<<<<

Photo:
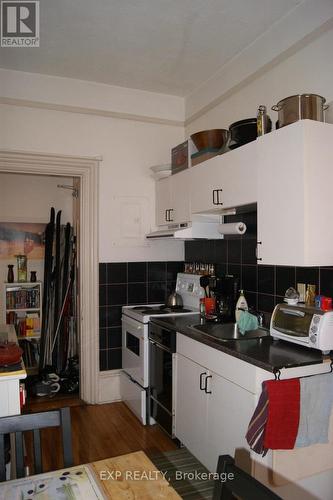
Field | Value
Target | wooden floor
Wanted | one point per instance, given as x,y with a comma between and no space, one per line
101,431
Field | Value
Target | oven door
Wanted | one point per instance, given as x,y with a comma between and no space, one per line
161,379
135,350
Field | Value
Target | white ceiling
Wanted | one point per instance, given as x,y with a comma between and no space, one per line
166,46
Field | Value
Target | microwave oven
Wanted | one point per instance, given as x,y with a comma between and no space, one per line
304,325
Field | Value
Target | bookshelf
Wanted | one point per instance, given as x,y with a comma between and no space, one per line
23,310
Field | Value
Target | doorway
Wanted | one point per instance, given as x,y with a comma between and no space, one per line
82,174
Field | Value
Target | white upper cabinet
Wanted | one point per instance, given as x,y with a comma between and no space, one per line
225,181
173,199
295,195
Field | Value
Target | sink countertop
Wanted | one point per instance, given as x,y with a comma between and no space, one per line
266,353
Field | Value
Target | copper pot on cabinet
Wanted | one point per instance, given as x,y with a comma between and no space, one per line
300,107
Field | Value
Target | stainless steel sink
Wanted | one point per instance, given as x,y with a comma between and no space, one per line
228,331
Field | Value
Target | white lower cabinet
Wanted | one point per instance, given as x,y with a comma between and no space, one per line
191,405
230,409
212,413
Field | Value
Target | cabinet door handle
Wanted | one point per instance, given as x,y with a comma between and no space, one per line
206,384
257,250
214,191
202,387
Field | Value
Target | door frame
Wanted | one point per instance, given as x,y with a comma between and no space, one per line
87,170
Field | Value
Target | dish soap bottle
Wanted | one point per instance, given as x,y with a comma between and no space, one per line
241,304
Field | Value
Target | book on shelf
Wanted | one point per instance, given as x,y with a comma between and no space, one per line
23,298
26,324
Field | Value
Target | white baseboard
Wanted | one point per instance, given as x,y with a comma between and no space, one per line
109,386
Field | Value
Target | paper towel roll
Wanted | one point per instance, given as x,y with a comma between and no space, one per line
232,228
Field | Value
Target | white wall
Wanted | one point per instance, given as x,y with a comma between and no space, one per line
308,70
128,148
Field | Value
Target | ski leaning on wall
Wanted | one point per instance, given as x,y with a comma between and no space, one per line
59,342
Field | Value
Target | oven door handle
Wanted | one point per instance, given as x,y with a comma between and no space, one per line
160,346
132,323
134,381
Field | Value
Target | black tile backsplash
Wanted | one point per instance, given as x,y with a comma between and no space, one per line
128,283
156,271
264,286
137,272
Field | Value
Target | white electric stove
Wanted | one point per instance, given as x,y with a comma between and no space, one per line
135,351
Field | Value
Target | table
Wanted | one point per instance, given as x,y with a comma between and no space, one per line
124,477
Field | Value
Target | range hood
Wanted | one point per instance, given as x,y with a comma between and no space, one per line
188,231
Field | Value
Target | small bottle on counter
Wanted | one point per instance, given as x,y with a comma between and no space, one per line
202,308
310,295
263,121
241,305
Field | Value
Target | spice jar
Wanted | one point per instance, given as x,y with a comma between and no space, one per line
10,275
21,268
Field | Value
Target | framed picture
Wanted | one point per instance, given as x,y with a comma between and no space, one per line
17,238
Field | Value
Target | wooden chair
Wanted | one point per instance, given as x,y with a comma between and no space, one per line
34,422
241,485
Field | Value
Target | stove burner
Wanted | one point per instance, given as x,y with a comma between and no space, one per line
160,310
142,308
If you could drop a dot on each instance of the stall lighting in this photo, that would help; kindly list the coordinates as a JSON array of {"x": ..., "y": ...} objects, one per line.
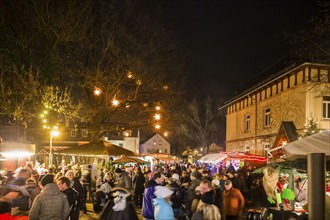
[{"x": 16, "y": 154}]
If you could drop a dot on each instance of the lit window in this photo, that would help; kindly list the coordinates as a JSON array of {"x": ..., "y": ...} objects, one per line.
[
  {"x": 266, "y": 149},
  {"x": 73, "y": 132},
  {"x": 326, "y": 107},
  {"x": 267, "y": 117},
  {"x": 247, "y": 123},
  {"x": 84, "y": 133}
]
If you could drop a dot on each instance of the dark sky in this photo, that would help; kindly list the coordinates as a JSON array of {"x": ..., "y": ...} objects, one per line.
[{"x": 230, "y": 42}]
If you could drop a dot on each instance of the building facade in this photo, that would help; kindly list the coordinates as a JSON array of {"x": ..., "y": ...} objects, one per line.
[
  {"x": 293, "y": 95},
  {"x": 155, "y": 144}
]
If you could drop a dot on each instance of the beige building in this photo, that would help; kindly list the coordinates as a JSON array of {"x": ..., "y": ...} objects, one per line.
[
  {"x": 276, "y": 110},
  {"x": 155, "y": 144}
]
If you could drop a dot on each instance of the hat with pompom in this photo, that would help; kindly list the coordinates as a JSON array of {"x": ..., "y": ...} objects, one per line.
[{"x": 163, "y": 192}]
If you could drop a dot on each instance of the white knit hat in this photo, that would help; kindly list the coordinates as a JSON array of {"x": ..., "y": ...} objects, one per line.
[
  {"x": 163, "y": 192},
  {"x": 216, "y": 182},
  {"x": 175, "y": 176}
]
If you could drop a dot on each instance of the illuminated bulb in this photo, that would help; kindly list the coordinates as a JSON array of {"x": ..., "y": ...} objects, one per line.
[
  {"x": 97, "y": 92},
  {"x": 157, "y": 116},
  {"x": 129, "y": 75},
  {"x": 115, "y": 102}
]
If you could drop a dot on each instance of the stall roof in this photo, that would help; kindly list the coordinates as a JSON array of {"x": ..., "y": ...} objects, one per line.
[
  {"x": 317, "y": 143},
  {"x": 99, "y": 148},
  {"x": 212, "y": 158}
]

>>>>

> _What the exercise asks_
Starting at the first line of the listing above, write out each line exactly and nothing else until you reach the line containing "Target | cabinet door handle", which is included as well; omit all pictures.

> _Exercise response_
Photo:
Field | Value
Target | wooden floor
Wanted | one point per instance, given as x,y with a comma between and no space, one per line
101,431
Field | Value
Target | oven door
Wanted | one point per instance, given as x,y with a comma between and no space, one per line
161,379
135,350
Field | Value
Target | white ceiling
Wanted | one point per instance, given as x,y with a comma between and no space, one per line
166,46
Field | Value
Target | microwave oven
Wanted | one point per instance, given as x,y with a comma between and no space, one per line
304,325
Field | Value
Target | bookshelf
Wanted | one point per instance, given as x,y with a comma between and no space, one per line
23,310
Field | Value
Target | doorway
Wanted | one point per instance, given as x,y with a comma between and no space, one per line
82,174
Field | Value
Target | white upper cabinet
Wanted | one point per instance, given as x,y with a comma between and no space, one per line
225,181
173,199
295,195
Field | Value
Target | sink countertop
Wanted | one point per instance, given as x,y with a comma between and no space, one per line
266,353
Field | Value
Target | copper pot on cabinet
Wanted | one point per instance, given as x,y with a comma between and no space, one per line
300,107
Field | Value
Target | stainless steel sink
Wanted | one point per instance, given as x,y with a comma between and no space, one per line
228,331
Field | Value
Target | white lower cabinet
Wanted | one point per instance, given as x,y with a comma between and no space, one per line
191,405
230,409
212,413
Field | Value
Target | cabinet door handle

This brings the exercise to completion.